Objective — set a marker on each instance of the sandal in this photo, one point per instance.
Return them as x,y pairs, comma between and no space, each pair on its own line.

------------

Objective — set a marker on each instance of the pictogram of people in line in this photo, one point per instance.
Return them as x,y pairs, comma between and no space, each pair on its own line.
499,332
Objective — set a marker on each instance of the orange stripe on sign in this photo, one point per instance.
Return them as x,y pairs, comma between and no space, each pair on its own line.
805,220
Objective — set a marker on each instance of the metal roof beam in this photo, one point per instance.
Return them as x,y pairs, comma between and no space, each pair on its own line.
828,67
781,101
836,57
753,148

------------

* [What is being asked]: Locate every line in the material above that contains the string "instance", where uppercase and lowercase count as different, and copy each of those lines in full.

* [Task output]:
Objective — set a marker on each instance of the sandal in this photo, one point per instance.
Objective — set a marker on each instance of the pictogram of people in line in this photo, one point per instance.
Objective — set a marker on each instance of the orange stripe on sign in this photo, one point per instance.
Objective — set a marker on each instance of the metal roof beam in this photo, one point per instance.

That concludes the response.